What to do:
Would you return the lines between the one holding "Query: yellow waders" and the one holding "point(279, 270)", inclusive, and only those, exactly as they stand in the listing below?

Recorded data:
*** Begin section ***

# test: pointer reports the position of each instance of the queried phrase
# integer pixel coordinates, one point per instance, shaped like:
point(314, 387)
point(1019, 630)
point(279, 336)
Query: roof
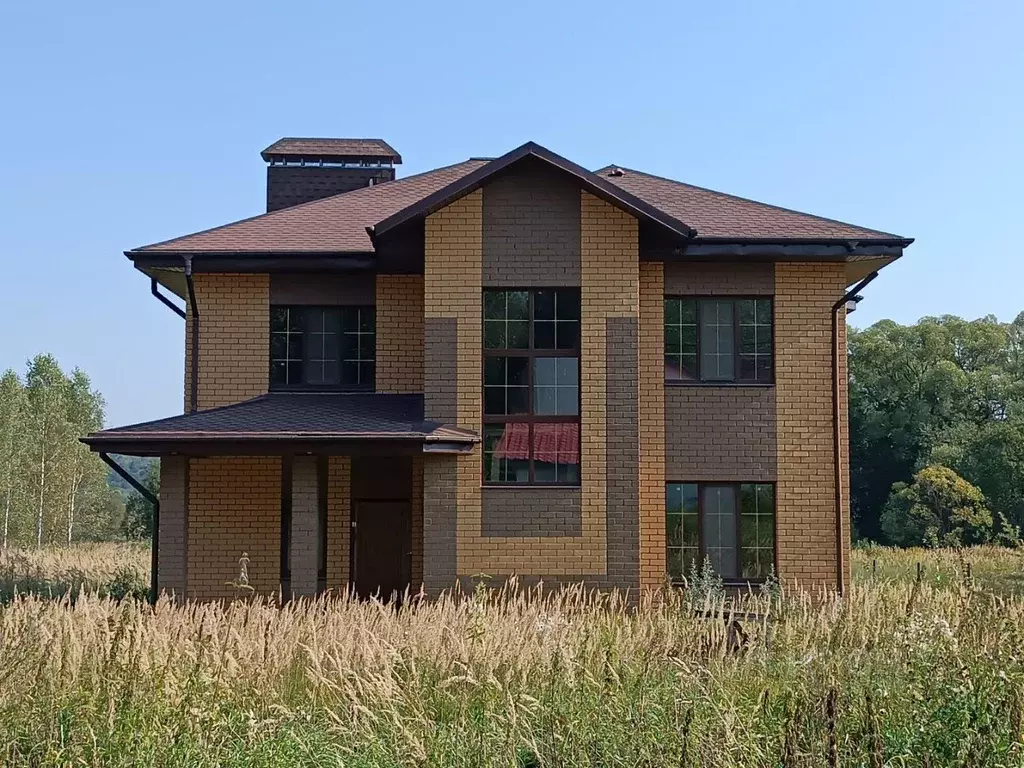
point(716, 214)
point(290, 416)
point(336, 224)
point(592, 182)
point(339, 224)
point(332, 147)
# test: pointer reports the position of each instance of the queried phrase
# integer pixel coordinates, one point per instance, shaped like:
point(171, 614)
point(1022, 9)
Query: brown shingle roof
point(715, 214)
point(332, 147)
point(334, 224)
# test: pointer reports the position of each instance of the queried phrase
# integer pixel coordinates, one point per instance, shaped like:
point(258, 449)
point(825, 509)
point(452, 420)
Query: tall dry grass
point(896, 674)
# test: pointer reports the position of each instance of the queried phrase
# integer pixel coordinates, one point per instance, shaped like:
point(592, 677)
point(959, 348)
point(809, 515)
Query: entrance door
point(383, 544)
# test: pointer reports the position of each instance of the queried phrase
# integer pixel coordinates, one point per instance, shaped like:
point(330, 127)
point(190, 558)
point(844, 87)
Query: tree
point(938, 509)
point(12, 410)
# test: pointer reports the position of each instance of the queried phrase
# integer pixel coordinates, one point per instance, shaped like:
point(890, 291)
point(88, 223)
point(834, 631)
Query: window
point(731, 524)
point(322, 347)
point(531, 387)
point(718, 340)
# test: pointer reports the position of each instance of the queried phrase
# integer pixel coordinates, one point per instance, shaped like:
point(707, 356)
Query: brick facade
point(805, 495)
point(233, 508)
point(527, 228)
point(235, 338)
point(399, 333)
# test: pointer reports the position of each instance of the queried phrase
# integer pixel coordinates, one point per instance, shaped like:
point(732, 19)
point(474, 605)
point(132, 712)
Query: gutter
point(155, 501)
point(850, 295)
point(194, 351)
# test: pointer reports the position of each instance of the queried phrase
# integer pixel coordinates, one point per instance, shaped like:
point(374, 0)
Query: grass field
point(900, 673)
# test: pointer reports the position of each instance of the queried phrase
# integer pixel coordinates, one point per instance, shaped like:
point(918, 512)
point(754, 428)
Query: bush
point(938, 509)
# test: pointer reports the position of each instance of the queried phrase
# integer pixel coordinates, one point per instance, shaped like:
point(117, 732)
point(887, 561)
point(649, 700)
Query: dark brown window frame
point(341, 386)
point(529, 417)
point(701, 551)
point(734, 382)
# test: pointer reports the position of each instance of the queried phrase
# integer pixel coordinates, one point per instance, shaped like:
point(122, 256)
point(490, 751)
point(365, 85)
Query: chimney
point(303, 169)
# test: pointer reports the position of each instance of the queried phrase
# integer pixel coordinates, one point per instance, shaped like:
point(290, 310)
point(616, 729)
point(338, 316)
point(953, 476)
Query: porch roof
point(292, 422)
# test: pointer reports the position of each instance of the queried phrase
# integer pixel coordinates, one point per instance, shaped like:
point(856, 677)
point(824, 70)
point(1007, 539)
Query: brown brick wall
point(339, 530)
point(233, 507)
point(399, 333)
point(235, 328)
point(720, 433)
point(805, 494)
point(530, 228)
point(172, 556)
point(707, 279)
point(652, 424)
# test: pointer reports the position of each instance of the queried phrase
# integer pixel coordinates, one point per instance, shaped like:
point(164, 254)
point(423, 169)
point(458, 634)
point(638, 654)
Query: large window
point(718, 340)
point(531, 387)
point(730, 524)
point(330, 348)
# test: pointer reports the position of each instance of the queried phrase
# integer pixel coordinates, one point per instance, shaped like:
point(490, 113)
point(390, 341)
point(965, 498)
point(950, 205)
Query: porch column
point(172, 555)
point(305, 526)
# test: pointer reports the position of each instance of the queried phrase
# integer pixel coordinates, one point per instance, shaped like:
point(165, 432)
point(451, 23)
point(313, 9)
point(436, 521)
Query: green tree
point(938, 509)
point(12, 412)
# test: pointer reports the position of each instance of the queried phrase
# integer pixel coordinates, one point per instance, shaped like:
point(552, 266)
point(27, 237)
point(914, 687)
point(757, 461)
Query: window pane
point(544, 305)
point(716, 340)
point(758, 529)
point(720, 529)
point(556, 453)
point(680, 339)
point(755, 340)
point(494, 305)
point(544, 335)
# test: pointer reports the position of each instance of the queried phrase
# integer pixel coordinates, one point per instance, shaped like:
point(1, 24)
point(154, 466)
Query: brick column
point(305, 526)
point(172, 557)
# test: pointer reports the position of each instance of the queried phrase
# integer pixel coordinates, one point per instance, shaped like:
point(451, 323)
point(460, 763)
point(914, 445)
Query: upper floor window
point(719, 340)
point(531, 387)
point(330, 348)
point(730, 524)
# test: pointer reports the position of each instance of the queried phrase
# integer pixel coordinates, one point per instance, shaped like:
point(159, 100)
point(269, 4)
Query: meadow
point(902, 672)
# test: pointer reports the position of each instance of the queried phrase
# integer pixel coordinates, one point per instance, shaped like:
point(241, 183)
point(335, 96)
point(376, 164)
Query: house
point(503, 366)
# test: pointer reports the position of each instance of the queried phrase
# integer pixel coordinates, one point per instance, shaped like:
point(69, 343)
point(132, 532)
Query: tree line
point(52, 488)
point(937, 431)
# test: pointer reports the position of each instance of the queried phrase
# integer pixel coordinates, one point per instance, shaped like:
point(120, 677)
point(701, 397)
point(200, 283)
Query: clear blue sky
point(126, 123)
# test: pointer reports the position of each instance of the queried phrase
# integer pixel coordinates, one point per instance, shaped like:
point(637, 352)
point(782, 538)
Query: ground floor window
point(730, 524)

*** End section ***
*** Begin section ***

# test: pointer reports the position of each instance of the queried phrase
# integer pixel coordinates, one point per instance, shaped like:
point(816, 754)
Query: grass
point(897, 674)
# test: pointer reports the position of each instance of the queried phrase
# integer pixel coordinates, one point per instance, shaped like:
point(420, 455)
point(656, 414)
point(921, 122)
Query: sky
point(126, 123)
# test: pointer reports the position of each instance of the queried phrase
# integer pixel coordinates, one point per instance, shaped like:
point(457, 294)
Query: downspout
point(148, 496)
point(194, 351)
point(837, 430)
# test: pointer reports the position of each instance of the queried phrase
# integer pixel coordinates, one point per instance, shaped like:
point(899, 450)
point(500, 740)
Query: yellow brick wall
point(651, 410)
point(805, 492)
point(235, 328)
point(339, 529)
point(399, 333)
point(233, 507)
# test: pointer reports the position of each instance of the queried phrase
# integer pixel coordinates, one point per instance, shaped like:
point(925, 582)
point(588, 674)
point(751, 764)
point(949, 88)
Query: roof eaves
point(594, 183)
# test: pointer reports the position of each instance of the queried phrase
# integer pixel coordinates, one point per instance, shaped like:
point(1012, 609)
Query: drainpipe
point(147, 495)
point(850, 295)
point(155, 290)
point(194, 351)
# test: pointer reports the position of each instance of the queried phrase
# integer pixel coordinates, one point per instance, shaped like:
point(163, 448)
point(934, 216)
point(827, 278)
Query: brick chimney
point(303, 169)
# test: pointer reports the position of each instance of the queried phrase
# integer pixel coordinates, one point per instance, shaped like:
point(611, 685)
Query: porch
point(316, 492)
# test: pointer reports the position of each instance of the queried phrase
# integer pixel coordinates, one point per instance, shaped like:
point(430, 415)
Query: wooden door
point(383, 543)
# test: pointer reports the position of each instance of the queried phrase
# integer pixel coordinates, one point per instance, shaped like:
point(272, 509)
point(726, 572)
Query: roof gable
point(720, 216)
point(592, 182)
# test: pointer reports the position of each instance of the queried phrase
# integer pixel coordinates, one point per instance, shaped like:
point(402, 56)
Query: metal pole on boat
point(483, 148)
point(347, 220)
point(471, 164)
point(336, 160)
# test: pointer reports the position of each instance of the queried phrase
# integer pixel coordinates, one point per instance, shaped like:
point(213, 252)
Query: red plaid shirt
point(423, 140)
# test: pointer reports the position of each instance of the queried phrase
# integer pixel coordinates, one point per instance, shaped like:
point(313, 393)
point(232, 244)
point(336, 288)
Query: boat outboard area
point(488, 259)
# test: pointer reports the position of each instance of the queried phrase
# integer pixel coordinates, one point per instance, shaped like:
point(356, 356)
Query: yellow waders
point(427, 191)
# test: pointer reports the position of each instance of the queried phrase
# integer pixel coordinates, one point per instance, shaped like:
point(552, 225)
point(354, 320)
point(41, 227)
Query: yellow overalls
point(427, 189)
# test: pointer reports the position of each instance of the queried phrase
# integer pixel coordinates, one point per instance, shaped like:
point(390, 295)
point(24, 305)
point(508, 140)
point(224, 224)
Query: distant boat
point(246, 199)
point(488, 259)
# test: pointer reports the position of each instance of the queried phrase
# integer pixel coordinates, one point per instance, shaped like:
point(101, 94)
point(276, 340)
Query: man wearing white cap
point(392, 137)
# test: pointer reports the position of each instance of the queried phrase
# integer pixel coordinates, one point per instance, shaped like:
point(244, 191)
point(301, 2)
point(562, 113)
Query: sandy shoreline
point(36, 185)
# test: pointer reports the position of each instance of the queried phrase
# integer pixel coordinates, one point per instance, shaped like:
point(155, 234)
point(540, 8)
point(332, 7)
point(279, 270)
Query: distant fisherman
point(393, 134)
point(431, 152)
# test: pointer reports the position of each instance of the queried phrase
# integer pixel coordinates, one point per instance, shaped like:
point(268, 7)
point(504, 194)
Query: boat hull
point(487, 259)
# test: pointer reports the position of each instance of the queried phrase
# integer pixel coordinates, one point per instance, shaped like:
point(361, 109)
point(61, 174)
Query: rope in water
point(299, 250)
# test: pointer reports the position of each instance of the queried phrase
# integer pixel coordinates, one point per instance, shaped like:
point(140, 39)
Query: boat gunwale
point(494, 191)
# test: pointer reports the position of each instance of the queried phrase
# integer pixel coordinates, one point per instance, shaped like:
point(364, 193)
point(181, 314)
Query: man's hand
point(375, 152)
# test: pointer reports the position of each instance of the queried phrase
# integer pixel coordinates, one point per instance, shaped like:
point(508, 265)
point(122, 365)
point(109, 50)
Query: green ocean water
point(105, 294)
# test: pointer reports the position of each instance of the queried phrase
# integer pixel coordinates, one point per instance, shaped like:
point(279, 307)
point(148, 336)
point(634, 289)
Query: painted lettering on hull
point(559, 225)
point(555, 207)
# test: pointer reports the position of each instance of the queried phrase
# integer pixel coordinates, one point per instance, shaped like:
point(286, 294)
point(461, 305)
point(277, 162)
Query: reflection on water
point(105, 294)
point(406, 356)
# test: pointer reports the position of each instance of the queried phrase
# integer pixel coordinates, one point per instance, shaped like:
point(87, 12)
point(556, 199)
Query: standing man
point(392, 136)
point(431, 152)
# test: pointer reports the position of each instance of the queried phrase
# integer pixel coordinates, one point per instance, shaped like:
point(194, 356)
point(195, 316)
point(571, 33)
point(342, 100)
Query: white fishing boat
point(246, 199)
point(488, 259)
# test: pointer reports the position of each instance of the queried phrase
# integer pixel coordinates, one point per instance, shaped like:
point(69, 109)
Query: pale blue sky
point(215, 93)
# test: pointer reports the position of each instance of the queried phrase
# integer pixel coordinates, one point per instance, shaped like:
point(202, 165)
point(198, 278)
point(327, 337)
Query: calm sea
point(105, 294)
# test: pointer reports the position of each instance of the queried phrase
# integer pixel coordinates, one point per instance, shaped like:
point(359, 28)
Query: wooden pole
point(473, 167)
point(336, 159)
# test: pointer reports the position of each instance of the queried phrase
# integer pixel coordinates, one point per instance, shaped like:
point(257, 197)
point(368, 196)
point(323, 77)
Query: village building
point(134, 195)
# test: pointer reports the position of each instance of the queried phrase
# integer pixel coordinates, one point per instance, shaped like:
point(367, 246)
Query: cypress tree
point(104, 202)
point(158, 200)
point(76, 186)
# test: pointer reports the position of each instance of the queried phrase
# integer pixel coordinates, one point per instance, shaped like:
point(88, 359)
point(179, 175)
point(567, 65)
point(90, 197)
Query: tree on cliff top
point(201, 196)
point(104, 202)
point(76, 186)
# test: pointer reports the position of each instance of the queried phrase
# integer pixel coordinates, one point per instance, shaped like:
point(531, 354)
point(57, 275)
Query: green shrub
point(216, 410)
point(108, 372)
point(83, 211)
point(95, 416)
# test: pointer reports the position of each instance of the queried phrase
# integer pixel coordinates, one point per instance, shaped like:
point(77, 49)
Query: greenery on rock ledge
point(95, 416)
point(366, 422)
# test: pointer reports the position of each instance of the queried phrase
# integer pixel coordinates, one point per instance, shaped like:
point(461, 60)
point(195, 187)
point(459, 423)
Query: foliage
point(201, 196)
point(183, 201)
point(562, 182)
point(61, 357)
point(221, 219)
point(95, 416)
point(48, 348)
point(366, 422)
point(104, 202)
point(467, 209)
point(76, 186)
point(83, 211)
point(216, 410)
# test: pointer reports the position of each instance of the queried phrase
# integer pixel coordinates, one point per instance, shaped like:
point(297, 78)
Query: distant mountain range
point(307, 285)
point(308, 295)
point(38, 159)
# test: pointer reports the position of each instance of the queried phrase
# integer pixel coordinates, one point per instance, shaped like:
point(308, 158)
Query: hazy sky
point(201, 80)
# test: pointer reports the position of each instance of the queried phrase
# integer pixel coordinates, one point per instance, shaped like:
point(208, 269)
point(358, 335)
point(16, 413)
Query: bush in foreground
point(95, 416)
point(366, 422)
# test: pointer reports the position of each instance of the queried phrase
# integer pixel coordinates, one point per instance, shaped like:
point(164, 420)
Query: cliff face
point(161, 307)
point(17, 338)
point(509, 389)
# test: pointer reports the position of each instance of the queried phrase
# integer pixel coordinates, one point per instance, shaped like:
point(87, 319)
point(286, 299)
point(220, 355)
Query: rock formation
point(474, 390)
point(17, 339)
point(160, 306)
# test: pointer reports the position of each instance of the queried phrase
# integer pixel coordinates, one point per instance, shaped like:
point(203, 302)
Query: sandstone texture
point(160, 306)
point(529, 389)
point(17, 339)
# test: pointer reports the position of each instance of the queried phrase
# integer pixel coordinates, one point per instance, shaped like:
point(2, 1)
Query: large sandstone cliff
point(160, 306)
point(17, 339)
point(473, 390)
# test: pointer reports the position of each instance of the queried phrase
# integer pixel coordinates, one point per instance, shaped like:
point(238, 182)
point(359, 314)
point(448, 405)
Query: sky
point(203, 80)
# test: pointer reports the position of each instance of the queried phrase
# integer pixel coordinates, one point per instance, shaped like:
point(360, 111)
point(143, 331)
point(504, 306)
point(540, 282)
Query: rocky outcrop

*** End section ***

Response:
Query: yellow waders
point(427, 191)
# test: pointer reports the position of each instance of the queried phrase
# integer pixel coordinates, one point per instance, shaped like:
point(552, 225)
point(354, 320)
point(41, 227)
Query: yellow overalls
point(427, 189)
# test: pointer reports the position of each instance of the queried phrase
# integer pixel coordinates, one point per instance, shaped like:
point(390, 295)
point(24, 305)
point(508, 140)
point(224, 224)
Query: distant boat
point(246, 199)
point(488, 259)
# test: pointer reports the position of each instance of the queried phrase
# integer pixel coordinates, one point per instance, shaped like:
point(101, 94)
point(276, 340)
Query: man wearing white cap
point(392, 137)
# test: pointer reports the position of each instance of the queried phrase
# integer pixel coordinates, one point per instance, shaped like:
point(244, 191)
point(301, 2)
point(562, 113)
Query: sandy shoreline
point(36, 185)
# test: pointer reports the position of each instance of the queried phrase
# integer pixel coordinates, one point per instance, shaped like:
point(155, 234)
point(540, 8)
point(332, 7)
point(279, 270)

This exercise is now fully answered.